** begin Entries provided **
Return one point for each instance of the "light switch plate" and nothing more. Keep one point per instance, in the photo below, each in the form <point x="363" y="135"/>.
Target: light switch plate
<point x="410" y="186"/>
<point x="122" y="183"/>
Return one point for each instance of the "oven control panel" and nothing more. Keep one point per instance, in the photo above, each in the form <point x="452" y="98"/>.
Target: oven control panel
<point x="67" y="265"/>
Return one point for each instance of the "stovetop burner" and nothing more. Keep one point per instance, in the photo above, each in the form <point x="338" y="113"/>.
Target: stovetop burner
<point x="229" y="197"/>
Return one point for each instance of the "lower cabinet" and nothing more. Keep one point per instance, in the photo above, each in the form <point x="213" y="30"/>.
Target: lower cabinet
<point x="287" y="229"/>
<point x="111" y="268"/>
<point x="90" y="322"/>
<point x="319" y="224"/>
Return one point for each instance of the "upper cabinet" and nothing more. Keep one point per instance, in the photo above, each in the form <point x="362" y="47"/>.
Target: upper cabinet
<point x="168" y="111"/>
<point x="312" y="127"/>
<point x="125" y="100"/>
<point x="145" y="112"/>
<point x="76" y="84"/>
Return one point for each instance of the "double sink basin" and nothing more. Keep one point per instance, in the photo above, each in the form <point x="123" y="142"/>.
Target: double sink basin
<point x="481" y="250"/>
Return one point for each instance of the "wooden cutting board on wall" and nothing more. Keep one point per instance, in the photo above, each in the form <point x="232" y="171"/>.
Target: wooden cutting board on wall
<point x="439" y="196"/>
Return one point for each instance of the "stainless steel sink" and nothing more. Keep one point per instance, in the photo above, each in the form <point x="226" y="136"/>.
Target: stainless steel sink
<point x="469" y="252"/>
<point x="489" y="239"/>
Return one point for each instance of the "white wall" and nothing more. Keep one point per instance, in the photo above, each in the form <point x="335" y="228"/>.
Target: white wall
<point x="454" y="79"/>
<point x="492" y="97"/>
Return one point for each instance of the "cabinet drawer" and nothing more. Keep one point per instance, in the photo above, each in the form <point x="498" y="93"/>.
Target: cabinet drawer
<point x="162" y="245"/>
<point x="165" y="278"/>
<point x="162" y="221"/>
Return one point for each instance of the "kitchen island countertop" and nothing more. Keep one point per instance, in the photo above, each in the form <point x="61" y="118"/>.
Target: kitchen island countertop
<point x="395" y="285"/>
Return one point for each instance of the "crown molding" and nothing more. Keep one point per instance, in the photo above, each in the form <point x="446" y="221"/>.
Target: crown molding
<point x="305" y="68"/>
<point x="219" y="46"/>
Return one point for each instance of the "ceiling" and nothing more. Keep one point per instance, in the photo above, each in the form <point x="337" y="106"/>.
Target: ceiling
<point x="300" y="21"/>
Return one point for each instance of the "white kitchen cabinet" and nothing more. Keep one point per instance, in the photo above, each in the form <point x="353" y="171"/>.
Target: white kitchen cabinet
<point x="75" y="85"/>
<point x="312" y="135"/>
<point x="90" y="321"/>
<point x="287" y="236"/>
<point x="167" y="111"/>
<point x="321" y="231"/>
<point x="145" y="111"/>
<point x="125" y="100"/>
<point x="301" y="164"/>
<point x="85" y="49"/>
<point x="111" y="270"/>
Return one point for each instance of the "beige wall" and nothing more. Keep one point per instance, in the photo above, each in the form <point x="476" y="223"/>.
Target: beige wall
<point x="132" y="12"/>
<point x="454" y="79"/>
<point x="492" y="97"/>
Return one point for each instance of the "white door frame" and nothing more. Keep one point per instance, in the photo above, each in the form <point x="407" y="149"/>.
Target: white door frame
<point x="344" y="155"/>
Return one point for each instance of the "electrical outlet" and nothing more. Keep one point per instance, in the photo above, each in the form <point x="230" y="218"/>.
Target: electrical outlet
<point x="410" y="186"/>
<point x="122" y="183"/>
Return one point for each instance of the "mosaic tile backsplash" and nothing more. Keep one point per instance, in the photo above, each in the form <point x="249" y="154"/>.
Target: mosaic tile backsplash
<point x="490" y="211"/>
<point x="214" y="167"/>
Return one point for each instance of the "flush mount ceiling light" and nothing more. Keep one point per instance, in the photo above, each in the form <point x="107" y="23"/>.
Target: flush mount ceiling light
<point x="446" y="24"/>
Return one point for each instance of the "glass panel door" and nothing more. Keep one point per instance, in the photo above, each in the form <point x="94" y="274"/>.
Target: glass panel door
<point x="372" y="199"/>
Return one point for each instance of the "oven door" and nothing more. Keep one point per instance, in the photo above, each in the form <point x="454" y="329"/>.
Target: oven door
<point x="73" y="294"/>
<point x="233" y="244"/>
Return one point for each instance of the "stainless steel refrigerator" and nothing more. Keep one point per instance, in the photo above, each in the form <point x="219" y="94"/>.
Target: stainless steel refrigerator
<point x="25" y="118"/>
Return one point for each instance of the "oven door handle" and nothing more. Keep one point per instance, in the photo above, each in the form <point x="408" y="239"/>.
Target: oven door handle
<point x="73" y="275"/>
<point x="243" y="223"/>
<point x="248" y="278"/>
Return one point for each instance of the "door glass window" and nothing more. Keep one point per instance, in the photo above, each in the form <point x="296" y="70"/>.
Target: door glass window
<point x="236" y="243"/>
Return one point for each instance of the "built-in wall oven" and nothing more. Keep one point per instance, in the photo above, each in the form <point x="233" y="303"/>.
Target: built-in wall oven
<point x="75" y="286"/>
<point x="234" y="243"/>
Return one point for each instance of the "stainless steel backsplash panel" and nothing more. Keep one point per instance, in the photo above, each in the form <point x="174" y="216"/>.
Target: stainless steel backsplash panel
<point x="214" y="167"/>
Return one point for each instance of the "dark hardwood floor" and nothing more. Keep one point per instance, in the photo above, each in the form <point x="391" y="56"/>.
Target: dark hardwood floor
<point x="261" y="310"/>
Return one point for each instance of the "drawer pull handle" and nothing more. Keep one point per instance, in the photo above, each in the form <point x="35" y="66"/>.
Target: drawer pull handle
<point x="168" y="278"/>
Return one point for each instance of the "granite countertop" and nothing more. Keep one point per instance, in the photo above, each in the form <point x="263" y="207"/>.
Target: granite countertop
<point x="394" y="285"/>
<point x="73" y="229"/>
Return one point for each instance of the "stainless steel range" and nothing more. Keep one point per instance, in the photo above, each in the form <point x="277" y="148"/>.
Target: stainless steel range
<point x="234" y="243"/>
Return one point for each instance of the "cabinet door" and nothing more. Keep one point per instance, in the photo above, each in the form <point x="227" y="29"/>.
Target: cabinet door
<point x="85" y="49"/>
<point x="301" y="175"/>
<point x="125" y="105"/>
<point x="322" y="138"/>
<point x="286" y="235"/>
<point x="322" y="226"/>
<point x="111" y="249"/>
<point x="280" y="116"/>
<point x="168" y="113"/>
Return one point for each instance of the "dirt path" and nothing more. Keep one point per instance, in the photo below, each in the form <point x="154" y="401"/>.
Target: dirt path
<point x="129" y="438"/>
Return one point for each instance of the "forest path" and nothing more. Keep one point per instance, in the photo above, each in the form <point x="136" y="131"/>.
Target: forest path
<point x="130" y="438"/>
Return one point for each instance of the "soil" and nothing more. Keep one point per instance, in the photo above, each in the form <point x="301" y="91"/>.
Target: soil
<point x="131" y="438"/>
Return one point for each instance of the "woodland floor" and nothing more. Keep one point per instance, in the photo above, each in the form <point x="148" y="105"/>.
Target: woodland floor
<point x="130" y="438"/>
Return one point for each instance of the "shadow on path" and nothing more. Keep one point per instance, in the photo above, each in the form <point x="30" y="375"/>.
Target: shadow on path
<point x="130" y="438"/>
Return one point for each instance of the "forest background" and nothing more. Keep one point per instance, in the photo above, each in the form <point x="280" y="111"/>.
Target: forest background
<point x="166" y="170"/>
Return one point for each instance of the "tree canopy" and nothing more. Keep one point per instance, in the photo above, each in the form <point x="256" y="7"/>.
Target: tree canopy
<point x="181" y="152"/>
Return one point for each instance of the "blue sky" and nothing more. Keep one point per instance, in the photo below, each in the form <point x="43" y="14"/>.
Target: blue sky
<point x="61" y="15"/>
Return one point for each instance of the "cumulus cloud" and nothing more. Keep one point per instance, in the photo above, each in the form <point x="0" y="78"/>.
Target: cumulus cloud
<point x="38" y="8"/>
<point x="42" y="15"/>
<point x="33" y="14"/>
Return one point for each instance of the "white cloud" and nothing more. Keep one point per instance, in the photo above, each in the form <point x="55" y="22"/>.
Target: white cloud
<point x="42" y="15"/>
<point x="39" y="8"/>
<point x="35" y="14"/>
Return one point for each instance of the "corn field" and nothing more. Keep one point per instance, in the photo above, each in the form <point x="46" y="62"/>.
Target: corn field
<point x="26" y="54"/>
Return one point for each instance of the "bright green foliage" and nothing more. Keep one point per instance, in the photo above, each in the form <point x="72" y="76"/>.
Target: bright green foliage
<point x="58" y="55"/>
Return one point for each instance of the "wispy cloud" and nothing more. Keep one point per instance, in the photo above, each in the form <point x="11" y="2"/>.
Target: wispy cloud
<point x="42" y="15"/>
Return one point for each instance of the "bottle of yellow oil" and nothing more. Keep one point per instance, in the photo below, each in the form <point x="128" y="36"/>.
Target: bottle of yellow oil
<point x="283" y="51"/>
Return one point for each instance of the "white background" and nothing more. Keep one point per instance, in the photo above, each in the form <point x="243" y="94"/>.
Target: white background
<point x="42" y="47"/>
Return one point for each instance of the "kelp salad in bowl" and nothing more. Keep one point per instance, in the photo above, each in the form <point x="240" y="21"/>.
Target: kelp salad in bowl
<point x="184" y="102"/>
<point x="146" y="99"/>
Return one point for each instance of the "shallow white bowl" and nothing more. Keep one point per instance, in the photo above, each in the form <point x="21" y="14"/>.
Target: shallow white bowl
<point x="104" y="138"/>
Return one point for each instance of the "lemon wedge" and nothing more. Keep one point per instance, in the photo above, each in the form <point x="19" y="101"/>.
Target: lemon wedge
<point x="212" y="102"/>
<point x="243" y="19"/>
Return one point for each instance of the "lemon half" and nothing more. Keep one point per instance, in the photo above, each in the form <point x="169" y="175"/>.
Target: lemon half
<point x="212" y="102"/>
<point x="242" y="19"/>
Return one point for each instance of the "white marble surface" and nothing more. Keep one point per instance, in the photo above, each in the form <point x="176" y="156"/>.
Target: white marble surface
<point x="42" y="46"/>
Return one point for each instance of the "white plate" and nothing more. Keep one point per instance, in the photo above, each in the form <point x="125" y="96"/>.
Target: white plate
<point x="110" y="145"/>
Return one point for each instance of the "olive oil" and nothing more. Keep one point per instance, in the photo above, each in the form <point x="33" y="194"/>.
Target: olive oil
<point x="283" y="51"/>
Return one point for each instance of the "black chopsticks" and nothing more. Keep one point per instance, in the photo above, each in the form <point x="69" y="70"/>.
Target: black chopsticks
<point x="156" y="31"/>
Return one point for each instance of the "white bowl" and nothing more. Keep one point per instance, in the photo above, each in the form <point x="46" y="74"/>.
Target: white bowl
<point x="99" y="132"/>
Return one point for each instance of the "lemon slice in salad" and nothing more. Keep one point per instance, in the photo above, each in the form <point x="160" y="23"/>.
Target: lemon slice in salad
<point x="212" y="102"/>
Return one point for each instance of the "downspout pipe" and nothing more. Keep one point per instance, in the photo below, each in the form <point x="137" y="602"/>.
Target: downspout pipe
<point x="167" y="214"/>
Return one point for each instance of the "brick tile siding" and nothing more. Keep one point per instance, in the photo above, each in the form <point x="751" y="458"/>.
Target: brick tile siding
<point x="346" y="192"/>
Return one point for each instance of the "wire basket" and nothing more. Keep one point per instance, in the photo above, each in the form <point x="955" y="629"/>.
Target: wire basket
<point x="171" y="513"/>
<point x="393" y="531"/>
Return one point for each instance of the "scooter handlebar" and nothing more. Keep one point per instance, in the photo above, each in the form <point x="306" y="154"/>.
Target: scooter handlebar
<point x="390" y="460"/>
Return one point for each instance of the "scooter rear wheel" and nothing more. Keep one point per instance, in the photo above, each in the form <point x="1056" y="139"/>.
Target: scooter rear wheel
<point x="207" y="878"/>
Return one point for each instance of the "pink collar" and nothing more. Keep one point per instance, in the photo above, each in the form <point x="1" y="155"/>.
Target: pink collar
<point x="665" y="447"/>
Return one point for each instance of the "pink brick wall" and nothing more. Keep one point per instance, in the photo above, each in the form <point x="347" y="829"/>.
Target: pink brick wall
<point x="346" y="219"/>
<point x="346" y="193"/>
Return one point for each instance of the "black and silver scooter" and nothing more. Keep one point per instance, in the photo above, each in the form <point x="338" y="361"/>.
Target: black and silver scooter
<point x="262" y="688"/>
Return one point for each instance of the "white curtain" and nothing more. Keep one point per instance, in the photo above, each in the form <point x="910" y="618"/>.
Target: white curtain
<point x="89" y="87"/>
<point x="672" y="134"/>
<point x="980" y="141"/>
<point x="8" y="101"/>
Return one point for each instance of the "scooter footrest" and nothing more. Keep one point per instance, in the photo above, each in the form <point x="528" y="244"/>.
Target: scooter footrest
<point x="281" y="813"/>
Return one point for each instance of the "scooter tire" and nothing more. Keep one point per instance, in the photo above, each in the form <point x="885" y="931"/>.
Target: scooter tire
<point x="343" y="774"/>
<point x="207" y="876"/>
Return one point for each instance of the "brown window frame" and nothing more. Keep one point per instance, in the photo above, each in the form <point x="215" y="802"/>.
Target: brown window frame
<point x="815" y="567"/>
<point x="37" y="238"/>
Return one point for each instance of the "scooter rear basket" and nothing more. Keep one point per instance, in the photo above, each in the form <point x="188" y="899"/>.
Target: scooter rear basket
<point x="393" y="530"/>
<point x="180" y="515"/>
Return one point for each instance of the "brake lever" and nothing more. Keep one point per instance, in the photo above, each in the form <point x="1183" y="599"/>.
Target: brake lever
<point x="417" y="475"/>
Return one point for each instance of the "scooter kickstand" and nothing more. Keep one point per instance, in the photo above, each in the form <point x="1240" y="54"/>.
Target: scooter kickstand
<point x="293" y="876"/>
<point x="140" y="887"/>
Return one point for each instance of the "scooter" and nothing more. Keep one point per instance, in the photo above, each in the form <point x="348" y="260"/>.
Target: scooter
** end Entries provided **
Locate every line in the items above that contains the string "flush", and copy each of those lines in full.

| Task answer |
Return one point for each instance of the "flush mount ceiling light" and nothing more. Keep one point per instance, in the photo above, each in the form <point x="107" y="23"/>.
Target: flush mount ceiling light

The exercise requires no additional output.